■ YOUR INSTRUCTIONS: When you find the line with "point(293, 232)" among the records below, reproduce it and each line after it exactly, ending with the line with "Query: gray hair".

■ STORED DATA:
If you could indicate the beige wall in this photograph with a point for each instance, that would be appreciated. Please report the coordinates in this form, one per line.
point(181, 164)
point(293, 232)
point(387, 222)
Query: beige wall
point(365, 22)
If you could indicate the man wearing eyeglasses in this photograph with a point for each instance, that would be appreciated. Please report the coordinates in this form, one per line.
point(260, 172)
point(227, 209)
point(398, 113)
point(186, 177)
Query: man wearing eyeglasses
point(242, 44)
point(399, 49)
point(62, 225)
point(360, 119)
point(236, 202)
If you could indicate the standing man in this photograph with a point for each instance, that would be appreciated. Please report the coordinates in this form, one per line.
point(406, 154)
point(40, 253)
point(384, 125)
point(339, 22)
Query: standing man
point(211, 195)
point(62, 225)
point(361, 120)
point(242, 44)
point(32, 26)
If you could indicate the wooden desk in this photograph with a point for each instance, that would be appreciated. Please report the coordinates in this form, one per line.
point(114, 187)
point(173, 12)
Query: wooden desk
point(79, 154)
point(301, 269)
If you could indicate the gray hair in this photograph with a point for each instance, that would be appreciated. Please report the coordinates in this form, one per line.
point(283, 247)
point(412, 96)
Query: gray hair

--

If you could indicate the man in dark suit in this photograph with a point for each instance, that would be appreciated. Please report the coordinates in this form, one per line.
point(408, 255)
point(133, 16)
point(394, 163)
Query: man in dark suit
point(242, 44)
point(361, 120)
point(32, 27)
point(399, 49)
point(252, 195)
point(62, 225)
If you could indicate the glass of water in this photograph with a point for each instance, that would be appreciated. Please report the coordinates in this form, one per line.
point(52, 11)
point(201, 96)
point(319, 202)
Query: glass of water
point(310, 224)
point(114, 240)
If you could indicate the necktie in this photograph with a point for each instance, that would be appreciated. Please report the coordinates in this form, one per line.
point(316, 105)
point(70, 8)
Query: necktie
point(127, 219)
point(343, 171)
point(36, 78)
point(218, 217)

* * *

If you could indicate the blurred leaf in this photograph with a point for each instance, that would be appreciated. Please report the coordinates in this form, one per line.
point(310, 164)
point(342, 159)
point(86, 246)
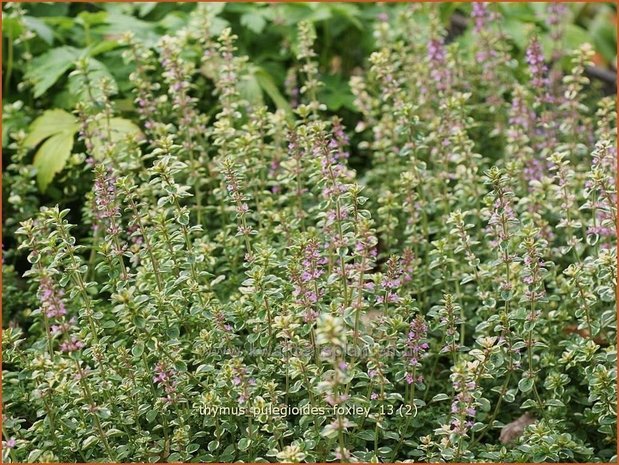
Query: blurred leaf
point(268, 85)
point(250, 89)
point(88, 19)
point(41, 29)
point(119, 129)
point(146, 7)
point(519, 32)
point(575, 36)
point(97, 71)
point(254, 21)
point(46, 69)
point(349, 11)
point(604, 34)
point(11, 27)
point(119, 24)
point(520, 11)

■ TASK SOLUTION:
point(293, 232)
point(387, 222)
Query: beige wall
point(365, 22)
If you could indicate the man wearing eyeglasses in this photograph with a point for each instance, that would be appreciated. Please report the coordinates in this form, one per line.
point(260, 172)
point(227, 209)
point(398, 113)
point(186, 177)
Query: man wearing eyeglasses
point(242, 44)
point(399, 49)
point(62, 225)
point(360, 119)
point(236, 202)
If you could indicate the standing man in this photograph with a point for each instance, that would be appreciated. Please report the coordinates in this form, one per line.
point(406, 154)
point(40, 253)
point(384, 125)
point(339, 22)
Query: standing man
point(211, 195)
point(62, 225)
point(361, 120)
point(242, 44)
point(32, 26)
If you could indicate the wooden desk in this photograph with a point for each instance, that would be appreciated. Please report the coordinates in this form, one per line.
point(114, 187)
point(173, 12)
Query: wooden desk
point(79, 154)
point(301, 269)
If you could indicate the gray hair in this photograph with a point for each instance, that would be appreciated. Please report the coordinates in this form, one per line.
point(283, 247)
point(412, 96)
Query: gray hair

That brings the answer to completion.